# START OF DATA SHOWN
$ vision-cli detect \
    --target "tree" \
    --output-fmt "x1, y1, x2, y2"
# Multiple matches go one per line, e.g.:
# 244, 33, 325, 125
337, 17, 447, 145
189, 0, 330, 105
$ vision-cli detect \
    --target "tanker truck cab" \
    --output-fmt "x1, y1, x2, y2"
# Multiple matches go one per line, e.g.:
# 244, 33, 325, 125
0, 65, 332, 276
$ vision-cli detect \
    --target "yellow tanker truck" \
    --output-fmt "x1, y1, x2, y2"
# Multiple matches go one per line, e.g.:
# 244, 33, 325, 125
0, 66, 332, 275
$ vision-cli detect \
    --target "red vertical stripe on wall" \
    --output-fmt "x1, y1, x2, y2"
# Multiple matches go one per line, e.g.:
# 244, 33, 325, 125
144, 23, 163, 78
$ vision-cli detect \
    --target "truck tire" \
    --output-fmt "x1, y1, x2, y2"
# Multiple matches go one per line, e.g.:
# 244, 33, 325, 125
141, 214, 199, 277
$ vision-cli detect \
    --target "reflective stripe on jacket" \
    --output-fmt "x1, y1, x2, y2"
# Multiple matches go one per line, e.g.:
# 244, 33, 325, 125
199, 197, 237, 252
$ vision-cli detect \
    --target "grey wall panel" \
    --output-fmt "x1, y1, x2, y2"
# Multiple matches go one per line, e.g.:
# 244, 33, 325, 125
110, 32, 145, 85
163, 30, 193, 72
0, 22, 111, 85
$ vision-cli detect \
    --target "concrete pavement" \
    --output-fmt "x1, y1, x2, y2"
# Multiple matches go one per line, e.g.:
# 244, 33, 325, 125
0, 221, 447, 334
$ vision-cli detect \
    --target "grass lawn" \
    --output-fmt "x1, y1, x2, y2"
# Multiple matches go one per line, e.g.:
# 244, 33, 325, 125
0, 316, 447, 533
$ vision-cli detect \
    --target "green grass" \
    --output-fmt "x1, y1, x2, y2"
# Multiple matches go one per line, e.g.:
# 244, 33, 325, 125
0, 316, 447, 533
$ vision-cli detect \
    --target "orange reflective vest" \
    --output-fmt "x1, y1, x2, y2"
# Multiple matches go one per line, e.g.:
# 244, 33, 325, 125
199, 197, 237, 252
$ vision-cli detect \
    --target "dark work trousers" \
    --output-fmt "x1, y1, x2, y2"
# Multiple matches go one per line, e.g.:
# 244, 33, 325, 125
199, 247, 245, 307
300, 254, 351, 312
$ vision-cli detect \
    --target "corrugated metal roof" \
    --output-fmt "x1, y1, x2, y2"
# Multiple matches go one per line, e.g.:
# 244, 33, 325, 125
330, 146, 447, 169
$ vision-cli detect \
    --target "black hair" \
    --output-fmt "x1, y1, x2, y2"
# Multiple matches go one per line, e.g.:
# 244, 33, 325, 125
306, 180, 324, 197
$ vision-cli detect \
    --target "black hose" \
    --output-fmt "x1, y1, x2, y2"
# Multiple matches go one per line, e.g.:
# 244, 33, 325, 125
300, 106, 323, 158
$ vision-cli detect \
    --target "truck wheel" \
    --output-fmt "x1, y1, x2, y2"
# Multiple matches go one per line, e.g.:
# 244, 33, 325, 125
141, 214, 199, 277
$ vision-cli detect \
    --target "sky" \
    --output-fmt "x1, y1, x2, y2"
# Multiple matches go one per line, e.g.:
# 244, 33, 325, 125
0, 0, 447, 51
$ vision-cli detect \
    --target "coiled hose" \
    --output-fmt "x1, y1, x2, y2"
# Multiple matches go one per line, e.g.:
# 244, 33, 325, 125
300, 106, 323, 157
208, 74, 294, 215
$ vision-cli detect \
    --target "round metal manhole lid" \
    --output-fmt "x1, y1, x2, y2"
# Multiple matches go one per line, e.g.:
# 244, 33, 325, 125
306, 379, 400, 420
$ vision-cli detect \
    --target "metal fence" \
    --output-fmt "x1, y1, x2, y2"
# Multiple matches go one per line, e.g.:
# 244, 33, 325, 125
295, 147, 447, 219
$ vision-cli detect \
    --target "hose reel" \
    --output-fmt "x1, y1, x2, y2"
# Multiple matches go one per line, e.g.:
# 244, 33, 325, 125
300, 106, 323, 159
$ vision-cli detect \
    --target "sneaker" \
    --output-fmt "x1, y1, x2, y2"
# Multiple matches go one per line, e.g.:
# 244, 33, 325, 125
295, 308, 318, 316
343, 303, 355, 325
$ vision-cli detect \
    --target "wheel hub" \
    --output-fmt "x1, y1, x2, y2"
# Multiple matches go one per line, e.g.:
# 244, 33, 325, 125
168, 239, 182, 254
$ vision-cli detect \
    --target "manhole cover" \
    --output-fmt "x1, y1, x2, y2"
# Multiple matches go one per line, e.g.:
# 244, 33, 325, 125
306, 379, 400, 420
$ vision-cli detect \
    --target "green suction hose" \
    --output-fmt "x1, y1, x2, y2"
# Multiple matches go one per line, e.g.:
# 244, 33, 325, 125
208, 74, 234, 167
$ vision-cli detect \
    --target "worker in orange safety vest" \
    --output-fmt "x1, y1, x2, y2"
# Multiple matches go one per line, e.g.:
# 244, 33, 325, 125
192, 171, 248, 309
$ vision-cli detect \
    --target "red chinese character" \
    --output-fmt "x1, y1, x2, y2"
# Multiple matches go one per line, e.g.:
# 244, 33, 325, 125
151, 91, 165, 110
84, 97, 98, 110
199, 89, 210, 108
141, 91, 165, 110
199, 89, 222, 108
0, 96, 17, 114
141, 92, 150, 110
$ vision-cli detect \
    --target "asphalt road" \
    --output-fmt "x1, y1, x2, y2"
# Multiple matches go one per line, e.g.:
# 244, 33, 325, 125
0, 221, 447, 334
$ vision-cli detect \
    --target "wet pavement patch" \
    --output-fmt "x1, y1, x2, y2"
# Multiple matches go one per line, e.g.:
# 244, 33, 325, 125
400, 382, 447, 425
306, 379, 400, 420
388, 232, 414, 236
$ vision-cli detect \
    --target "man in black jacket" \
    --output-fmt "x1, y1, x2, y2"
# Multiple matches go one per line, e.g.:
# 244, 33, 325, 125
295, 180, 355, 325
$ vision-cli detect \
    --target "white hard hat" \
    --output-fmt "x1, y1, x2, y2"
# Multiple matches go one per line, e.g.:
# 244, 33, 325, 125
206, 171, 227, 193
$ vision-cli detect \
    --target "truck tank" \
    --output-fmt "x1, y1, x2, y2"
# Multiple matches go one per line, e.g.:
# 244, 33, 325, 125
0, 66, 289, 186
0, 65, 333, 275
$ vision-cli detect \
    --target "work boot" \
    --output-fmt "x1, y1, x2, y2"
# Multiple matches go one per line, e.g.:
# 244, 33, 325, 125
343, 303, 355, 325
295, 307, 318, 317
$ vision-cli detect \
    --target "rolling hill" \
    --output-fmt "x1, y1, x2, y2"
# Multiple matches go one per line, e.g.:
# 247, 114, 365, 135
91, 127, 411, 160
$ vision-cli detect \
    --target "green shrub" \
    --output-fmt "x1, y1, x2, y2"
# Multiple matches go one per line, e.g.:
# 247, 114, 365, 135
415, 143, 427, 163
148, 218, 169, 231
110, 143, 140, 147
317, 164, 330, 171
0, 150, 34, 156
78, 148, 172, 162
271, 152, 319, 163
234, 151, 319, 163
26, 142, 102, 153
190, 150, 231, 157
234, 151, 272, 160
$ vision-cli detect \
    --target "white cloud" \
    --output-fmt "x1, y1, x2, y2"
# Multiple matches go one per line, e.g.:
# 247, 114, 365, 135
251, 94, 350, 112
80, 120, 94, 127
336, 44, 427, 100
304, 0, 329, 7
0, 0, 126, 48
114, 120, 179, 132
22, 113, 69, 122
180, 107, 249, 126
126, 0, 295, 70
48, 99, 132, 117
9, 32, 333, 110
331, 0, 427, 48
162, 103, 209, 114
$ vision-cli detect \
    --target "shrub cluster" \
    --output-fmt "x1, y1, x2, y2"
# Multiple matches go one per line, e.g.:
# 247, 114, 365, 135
# END OF DATA SHOWN
Reproduce verbatim the lines of the material above, beginning with its first line and continuing up to and including the line that contains "0, 66, 332, 275".

**FULL ANSWER:**
$ vision-cli detect \
    --target "tree" \
    --output-fmt "x1, y1, x2, y2"
# Multiple matches go one per line, e.g.:
# 244, 33, 325, 125
337, 17, 447, 145
189, 0, 330, 105
$ vision-cli detect \
    --target "tanker truck cab" \
    --output-fmt "x1, y1, x2, y2"
# Multiple matches go one per line, e.g.:
# 244, 33, 325, 125
0, 65, 332, 276
$ vision-cli detect \
    --target "yellow tanker truck" \
    --output-fmt "x1, y1, x2, y2"
# Multiple matches go one per line, e.g.:
# 244, 33, 325, 125
0, 66, 332, 275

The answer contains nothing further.